■ TASK PROMPT
Pick out and copy every line below that contains the string "surface". Case counts, so match uppercase and lowercase letters exactly.

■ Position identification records
▼
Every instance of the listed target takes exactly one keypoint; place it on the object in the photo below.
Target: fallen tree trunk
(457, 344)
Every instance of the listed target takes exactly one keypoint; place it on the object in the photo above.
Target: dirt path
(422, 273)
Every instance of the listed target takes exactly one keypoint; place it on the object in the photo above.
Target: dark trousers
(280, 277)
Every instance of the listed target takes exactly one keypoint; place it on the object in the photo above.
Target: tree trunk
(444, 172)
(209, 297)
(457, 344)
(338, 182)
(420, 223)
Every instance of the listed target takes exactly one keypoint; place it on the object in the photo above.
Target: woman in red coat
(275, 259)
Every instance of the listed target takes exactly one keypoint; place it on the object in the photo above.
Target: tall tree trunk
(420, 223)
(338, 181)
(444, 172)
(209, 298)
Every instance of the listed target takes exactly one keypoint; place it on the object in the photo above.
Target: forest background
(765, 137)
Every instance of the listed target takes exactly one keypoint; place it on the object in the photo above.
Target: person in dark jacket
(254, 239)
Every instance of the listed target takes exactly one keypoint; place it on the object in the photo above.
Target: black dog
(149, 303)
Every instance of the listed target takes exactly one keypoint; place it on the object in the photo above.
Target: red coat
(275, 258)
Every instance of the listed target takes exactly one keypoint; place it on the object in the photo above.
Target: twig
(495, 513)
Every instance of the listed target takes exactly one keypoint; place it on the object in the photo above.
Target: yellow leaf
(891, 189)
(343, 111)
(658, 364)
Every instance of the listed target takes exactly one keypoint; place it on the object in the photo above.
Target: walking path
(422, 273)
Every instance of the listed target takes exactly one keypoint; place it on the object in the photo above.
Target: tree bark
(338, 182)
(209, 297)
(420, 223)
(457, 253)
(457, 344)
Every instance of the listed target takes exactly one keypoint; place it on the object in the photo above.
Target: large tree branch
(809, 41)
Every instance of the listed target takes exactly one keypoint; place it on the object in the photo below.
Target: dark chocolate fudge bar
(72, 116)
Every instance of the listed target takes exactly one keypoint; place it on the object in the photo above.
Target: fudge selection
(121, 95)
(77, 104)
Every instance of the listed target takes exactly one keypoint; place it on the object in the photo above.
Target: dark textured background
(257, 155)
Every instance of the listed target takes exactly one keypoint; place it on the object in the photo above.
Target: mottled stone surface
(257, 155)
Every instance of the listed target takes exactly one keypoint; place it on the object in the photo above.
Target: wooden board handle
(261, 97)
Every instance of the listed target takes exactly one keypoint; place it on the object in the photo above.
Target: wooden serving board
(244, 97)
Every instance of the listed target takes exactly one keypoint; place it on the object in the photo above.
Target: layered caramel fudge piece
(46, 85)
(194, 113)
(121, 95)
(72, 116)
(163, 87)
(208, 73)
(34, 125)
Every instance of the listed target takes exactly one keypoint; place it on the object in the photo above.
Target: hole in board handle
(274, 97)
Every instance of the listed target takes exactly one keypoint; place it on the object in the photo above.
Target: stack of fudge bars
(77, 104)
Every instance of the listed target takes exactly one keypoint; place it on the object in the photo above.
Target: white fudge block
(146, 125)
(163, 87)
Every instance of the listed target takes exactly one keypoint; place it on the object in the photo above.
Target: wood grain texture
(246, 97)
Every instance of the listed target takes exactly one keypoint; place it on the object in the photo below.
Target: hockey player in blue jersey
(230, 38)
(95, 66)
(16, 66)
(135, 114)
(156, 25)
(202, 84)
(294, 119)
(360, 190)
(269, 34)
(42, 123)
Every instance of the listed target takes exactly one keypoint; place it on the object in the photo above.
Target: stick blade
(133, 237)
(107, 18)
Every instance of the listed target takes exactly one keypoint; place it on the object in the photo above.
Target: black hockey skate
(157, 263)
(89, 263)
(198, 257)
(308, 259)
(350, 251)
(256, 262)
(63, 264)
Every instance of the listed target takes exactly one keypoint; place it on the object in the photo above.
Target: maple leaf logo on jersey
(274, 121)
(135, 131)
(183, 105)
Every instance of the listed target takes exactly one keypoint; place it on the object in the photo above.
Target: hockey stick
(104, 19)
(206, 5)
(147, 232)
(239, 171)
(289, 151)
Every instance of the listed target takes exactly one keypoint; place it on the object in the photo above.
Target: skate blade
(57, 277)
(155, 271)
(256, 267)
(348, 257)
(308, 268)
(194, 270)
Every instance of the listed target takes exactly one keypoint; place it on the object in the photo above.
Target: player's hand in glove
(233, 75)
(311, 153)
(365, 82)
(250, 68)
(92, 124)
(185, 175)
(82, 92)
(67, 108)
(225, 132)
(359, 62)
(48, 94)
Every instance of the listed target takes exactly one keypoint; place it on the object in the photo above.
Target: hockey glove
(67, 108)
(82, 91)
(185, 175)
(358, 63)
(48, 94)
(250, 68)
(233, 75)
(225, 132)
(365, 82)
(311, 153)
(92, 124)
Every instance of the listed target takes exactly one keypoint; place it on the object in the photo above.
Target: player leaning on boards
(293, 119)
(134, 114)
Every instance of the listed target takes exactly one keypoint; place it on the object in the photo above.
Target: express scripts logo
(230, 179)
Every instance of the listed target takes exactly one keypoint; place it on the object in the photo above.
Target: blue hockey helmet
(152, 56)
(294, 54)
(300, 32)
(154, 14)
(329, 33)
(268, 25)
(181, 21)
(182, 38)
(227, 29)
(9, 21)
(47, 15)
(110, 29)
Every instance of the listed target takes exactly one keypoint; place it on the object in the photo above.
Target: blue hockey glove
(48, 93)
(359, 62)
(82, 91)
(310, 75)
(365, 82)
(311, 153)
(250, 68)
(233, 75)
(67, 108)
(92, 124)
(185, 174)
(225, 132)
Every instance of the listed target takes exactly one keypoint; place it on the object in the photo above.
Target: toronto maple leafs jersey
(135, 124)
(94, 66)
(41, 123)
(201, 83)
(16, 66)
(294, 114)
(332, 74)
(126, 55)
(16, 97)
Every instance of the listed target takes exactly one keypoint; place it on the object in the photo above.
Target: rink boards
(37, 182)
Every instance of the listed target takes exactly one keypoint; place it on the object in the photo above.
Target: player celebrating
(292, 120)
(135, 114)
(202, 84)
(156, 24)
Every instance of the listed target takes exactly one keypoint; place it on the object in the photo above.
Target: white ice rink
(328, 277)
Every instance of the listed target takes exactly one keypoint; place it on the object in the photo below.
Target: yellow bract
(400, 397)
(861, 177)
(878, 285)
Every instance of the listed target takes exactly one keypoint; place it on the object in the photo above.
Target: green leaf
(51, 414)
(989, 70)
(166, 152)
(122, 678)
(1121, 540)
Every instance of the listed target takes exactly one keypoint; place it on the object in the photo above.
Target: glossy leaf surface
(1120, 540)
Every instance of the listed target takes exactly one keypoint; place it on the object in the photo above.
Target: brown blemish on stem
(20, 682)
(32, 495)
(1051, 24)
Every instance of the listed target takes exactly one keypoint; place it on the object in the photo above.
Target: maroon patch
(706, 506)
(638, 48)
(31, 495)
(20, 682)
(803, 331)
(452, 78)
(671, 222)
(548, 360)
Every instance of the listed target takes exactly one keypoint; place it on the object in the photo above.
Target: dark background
▲
■ SOLUTION TO THE PROBLEM
Target: mottled stone surface
Target: glossy leaf surface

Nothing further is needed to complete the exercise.